Point localization data:
────

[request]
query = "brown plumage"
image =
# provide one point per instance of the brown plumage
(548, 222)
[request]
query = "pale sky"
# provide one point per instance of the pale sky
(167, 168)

────

WHAT TO PRODUCE. Retype each record, matching it exactly.

RESPONSE FOR THIS EXERCISE.
[request]
query = "brown plumage"
image =
# provide one point per instance of the brown plumage
(548, 222)
[request]
query = "pale sky"
# provide one point per instance of the pale sky
(167, 168)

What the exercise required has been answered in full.